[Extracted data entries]
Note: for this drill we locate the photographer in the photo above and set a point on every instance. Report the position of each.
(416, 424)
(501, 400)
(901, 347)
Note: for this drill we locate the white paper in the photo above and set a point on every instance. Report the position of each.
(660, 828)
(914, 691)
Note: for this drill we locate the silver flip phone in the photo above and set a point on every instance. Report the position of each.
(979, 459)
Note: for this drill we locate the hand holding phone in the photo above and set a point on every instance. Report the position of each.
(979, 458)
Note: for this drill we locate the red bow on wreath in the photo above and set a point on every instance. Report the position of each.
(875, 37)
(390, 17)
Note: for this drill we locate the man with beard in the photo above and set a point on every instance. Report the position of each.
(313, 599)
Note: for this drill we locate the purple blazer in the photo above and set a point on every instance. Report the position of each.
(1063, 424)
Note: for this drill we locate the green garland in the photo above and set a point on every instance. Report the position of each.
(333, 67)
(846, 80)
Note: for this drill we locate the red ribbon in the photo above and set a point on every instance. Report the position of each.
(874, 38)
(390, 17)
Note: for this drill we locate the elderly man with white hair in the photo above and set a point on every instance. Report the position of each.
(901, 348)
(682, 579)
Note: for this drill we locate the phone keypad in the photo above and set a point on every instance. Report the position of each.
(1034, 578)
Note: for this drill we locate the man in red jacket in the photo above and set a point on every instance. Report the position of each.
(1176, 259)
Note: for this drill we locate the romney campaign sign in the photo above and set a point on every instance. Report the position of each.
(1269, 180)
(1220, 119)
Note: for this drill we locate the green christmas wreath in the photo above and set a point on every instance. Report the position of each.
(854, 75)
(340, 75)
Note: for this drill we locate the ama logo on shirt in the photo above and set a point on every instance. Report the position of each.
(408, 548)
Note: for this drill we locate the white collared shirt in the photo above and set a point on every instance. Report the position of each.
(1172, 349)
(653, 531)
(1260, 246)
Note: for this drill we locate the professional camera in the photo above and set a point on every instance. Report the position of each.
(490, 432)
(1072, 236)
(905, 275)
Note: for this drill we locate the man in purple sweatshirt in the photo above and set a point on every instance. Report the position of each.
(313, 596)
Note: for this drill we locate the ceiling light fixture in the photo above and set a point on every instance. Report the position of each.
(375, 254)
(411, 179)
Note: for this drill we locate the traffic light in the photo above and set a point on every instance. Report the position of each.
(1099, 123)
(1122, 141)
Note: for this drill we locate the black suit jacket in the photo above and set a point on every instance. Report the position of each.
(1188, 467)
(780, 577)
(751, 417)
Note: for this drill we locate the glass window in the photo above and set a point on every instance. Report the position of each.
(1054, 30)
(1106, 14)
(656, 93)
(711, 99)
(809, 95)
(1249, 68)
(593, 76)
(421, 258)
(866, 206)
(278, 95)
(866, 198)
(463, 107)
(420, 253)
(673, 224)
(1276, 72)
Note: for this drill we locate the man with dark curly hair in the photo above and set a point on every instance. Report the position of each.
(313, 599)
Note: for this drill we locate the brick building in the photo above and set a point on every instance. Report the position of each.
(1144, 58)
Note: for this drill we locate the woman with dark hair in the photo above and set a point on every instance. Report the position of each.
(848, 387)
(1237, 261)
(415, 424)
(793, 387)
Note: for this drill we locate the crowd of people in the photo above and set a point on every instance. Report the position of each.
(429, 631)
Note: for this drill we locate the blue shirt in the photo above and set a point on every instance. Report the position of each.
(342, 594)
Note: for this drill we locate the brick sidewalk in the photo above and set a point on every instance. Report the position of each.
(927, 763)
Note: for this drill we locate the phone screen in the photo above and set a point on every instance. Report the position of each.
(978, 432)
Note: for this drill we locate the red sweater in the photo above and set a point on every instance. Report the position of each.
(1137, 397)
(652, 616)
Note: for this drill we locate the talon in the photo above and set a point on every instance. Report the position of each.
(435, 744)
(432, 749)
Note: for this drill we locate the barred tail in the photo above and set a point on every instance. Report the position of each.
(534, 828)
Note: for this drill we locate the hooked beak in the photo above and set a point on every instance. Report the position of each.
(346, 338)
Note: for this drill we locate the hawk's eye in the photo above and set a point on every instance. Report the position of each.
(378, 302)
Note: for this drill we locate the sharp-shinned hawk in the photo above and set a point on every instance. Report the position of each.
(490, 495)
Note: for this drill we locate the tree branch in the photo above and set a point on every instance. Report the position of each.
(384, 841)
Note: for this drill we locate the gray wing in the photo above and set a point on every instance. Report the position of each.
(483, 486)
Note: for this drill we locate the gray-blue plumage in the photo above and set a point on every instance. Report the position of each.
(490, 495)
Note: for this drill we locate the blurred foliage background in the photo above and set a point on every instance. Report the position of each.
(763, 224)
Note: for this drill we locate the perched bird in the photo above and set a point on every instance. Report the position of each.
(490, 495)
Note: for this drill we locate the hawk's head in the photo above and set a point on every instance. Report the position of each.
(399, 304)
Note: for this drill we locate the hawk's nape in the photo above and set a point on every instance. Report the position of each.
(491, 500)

**Problem description**: From the line containing "Note: for this drill we locate the talon" through the last line of the entries above, print each line exactly as it stands.

**Response area**:
Note: for this drill we locate the talon in the photo above and set a point on every instance. Report the position of each.
(435, 744)
(432, 749)
Note: for this drill we locate the barred tail in the photo above and set a point on every instance. Report the position of each.
(534, 828)
Note: for this drill we locate the hooked beak in the photo above and set a point on every instance. Report the position of each.
(346, 338)
Note: for this drill we locate the hawk's eye in the photo above and set a point on every instance. Report the position of each.
(378, 302)
Note: for this drill we locate the sharp-shinned hawk in the photo above and set a point on every instance. Report the position of each.
(490, 495)
Note: for this drill we locate the tree branch in the photo above and set a point on every instance. Report the position of each.
(384, 841)
Note: for this drill we locate the gray wing in the photo above and set a point on every instance. Report the position of each.
(483, 486)
Note: for this drill we locate the gray-blue plumage in the photo above and set a point on every instance. Report the position of each.
(490, 495)
Note: for this drill we locate the blurred foliage background in the photo above and set a point on every instance. Report the position of each.
(763, 224)
Note: for this drill we locate the perched bird in the photo above and set a point on every instance. Report the position of each.
(490, 495)
Note: for this drill we locate the hawk's head in the photo above and set a point on every instance. Report the position of each.
(399, 304)
Note: for this drill we locate the hawk's nape in the photo above and set a point on every instance. Report the position of each.
(491, 500)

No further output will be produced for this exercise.